Print the full listing exactly.

# # #

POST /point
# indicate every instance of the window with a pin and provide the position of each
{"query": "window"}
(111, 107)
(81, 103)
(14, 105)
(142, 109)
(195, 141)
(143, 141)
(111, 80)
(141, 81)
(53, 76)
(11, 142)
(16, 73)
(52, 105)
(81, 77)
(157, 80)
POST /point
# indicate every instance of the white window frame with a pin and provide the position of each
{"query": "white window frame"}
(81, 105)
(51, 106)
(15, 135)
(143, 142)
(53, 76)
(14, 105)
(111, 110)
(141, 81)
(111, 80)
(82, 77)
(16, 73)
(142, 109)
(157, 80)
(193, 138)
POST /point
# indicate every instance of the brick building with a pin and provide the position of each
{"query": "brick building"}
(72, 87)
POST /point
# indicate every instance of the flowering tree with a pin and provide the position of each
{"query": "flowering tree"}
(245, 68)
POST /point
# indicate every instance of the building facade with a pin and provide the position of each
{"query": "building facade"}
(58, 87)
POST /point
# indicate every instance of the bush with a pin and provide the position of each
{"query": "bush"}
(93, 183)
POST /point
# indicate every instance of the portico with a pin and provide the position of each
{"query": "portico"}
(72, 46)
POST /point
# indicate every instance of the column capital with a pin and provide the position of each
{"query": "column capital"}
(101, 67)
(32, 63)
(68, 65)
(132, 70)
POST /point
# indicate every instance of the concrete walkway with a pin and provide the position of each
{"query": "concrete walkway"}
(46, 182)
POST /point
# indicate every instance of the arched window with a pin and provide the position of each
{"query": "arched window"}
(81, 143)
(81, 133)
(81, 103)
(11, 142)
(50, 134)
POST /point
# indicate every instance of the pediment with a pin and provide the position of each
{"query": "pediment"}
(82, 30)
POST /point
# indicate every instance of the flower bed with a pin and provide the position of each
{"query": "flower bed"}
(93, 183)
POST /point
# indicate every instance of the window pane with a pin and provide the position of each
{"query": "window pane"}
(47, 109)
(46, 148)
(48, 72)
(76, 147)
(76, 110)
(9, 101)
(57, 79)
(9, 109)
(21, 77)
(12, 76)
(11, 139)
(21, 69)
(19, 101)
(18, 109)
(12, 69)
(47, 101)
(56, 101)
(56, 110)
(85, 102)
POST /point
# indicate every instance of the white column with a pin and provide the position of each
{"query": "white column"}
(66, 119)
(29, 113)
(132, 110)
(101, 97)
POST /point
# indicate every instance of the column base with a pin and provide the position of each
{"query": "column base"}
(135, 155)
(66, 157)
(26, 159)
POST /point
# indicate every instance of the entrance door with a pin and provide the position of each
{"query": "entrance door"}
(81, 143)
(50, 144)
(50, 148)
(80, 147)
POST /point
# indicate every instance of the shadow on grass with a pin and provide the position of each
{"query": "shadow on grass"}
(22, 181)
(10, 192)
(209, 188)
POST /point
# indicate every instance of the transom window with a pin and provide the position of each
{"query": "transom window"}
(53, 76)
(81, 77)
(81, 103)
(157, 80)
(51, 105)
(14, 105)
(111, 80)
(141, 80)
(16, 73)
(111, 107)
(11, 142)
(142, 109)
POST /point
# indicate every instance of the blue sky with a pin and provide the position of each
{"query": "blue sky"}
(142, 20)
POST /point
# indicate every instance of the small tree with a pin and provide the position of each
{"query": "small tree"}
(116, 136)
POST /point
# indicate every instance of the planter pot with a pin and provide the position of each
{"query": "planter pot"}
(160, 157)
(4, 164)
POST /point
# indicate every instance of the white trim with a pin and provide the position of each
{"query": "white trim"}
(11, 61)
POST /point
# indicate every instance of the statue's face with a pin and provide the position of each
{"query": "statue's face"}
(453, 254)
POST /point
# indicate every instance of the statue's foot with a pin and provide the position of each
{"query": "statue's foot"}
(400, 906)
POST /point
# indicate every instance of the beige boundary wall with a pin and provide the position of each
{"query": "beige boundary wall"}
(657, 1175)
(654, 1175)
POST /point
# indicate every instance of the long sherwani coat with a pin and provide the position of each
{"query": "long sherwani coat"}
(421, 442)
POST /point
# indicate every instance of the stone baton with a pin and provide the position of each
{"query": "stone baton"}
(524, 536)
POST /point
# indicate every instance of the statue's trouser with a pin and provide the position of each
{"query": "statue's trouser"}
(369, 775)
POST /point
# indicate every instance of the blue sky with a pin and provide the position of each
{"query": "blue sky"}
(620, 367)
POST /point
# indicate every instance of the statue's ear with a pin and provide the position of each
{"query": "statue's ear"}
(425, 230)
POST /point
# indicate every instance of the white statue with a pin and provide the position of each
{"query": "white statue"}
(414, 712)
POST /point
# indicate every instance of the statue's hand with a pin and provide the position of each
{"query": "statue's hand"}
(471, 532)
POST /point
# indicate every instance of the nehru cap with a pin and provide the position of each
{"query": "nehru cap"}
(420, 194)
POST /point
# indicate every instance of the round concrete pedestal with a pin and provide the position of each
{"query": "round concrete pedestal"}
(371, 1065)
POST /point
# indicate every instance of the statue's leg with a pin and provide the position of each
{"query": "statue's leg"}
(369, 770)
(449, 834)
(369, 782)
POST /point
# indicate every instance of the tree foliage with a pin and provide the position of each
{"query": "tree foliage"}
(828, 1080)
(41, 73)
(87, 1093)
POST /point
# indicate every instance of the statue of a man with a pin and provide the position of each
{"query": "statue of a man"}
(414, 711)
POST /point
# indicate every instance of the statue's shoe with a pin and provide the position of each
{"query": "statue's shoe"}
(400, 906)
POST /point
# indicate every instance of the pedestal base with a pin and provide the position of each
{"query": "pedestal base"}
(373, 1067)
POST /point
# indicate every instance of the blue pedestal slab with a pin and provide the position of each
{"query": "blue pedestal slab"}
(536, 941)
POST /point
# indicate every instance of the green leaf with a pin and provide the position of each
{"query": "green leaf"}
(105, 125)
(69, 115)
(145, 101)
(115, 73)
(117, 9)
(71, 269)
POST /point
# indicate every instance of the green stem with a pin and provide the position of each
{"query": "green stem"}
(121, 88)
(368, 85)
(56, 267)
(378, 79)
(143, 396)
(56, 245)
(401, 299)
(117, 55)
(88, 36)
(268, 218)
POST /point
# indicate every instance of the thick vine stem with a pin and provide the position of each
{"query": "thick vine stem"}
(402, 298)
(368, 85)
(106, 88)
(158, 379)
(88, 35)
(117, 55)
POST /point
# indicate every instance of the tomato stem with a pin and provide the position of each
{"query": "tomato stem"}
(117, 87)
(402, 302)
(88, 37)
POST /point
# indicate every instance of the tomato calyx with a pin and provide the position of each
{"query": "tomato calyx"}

# # #

# RESULT OF THIS TASK
POST /point
# indicate every instance of the window with a pin and provide the position of each
{"query": "window"}
(111, 107)
(81, 103)
(14, 105)
(142, 109)
(195, 141)
(143, 141)
(111, 80)
(141, 81)
(53, 76)
(11, 142)
(16, 73)
(52, 105)
(81, 77)
(157, 80)
POST /point
# indicate every instance of the white window frame with a pin and provide the position of each
{"query": "white window frame"}
(81, 105)
(51, 106)
(15, 135)
(143, 142)
(53, 76)
(14, 105)
(111, 110)
(141, 81)
(111, 80)
(82, 77)
(16, 73)
(142, 109)
(157, 80)
(193, 138)
POST /point
# indicate every instance of the brick building with a pin and provide the position of each
{"query": "brick building"}
(72, 87)
POST /point
# indicate every instance of the flowering tree with a pin and provide the position of each
{"query": "flowering tree"}
(245, 68)
POST /point
# indicate every instance of the building facade with a pin and provide the position of each
{"query": "building facade"}
(58, 87)
POST /point
# indicate every instance of the bush with a pin and provide the position of each
{"query": "bush"}
(93, 183)
POST /point
# indicate every instance of the portico with a pin and provide the position of each
{"query": "portico"}
(72, 46)
POST /point
# indicate every instance of the column capital with a pin and provide the position of each
{"query": "column capital"}
(101, 67)
(32, 63)
(68, 65)
(132, 70)
POST /point
# indicate every instance of the concrete walkway with a pin and provide the position of each
{"query": "concrete walkway"}
(46, 182)
POST /point
# indicate every instance of the arched window with a pin and provide the position of each
{"query": "arched window"}
(81, 143)
(81, 133)
(81, 103)
(11, 142)
(50, 134)
POST /point
# indicate every instance of the pediment with a pin and provide the position of each
{"query": "pediment"}
(82, 30)
POST /point
# indicate every instance of the flower bed with a pin and provide the position of each
{"query": "flower bed"}
(93, 183)
POST /point
# indicate every instance of the window pane with a pin and provide the position of each
{"query": "window pane"}
(47, 109)
(46, 148)
(48, 72)
(76, 147)
(76, 110)
(9, 101)
(57, 79)
(9, 109)
(21, 77)
(12, 76)
(11, 139)
(21, 69)
(19, 101)
(18, 109)
(12, 69)
(47, 101)
(56, 101)
(56, 110)
(85, 102)
POST /point
# indicate every instance of the white column with a pin and provide the position of each
{"query": "white column"}
(66, 119)
(29, 113)
(132, 110)
(101, 97)
POST /point
# indicate every instance of the column base with a pin and provide the position of each
{"query": "column base"}
(135, 155)
(66, 157)
(26, 159)
POST /point
# indicate every instance of the entrance door with a pin and provide the position of each
{"query": "entrance door"}
(81, 143)
(50, 144)
(50, 148)
(80, 147)
POST /point
# indicate every instance of the shadow on grass with a pin and provide the position of each
{"query": "shadow on grass"}
(22, 181)
(10, 192)
(209, 188)
POST /point
# indicate every instance of the transom window with a pin and provide the position of each
{"query": "transom window"}
(53, 76)
(81, 77)
(81, 103)
(157, 80)
(51, 105)
(14, 105)
(111, 80)
(141, 80)
(16, 73)
(111, 107)
(11, 142)
(142, 109)
POST /point
# indicate every instance of the blue sky with a pin and provide the position of each
{"query": "blue sky"}
(142, 20)
POST /point
# indicate every instance of the small tree with a pin and provide the position of each
{"query": "small tree"}
(116, 136)
POST /point
# indicate every instance of the planter pot with a pin and provide the position of each
{"query": "planter pot"}
(160, 157)
(4, 164)
POST /point
# indicate every instance of the white trim with a pin and provide the position of each
{"query": "white trim"}
(11, 61)
POST /point
# indicate every instance of the statue's face with a pin and provide the position of each
{"query": "statue's face"}
(453, 254)
POST /point
# indicate every instance of the statue's foot with a pin and provide the position of each
{"query": "statue's foot"}
(400, 906)
POST /point
# indicate every instance of the beige boundary wall with a pin and provide the position of each
{"query": "beige boundary wall"}
(657, 1175)
(654, 1175)
POST /point
# indicate every instance of the long sherwani coat with a pin and provide the position of each
{"query": "long sherwani coat"}
(421, 442)
POST /point
# indicate every instance of the stone baton with a pin and provide the position of each
{"query": "stone baton"}
(524, 536)
POST /point
# indicate every instance of the statue's trouser with a pin and provide the position of each
{"query": "statue's trouser"}
(369, 775)
POST /point
# indicate every instance of the blue sky with a pin and provide the position of each
{"query": "blue sky"}
(620, 367)
POST /point
# indicate every instance of the statue's ear with a pin and provide the position of each
{"query": "statue's ear"}
(425, 230)
POST /point
# indicate every instance of the white statue with a pin and provide the position of each
{"query": "white statue"}
(414, 712)
POST /point
# indicate every instance of the statue's hand with a pin and provide the position of each
{"query": "statue's hand"}
(471, 532)
POST /point
# indicate every instance of the nehru cap with a pin and provide the position of each
{"query": "nehru cap"}
(420, 194)
POST /point
# indicate every instance of the round concrete pedestal with a pin and provide the position of each
{"query": "round concrete pedestal"}
(371, 1065)
POST /point
# indicate every instance of the statue's leg with a pin and provide the position of each
{"query": "statue's leg"}
(369, 770)
(449, 834)
(369, 782)
POST /point
# indicate every instance of the tree foliage with a pin and provide the position of each
{"query": "tree foliage"}
(828, 1080)
(41, 73)
(87, 1093)
POST /point
# indicate every instance of the statue of a man with a pin and provide the position of each
{"query": "statue of a man"}
(414, 711)
POST /point
# indicate every instance of the statue's shoe with a pin and provide the position of each
{"query": "statue's shoe"}
(400, 906)
POST /point
# indicate every instance of the pedestal base with a pin and provide the position of each
{"query": "pedestal base"}
(373, 1067)
POST /point
# indicate every instance of the blue pedestal slab with a pin and provide the position of each
{"query": "blue pedestal slab"}
(536, 941)
POST /point
# indicate every instance of the green leaf with a pin and provide the position of each
{"query": "green leaf"}
(105, 125)
(69, 115)
(145, 101)
(115, 73)
(117, 9)
(71, 269)
POST /point
# indicate every instance of the green stem with a pin and provide the position of each
{"query": "green stem"}
(121, 88)
(368, 85)
(56, 267)
(378, 79)
(143, 396)
(56, 245)
(401, 299)
(117, 55)
(88, 36)
(268, 218)
POST /point
# indicate every instance of the thick vine stem with a pin and provide the position of each
{"query": "thick vine stem"}
(402, 298)
(368, 85)
(106, 88)
(158, 379)
(88, 35)
(117, 55)
POST /point
# indicate every instance of the tomato stem with a pin and provide the position of each
{"query": "tomato stem"}
(117, 87)
(402, 302)
(88, 37)
POST /point
# indicate every instance of the tomato calyx with a pin and provide the position of each
{"query": "tomato calyx"}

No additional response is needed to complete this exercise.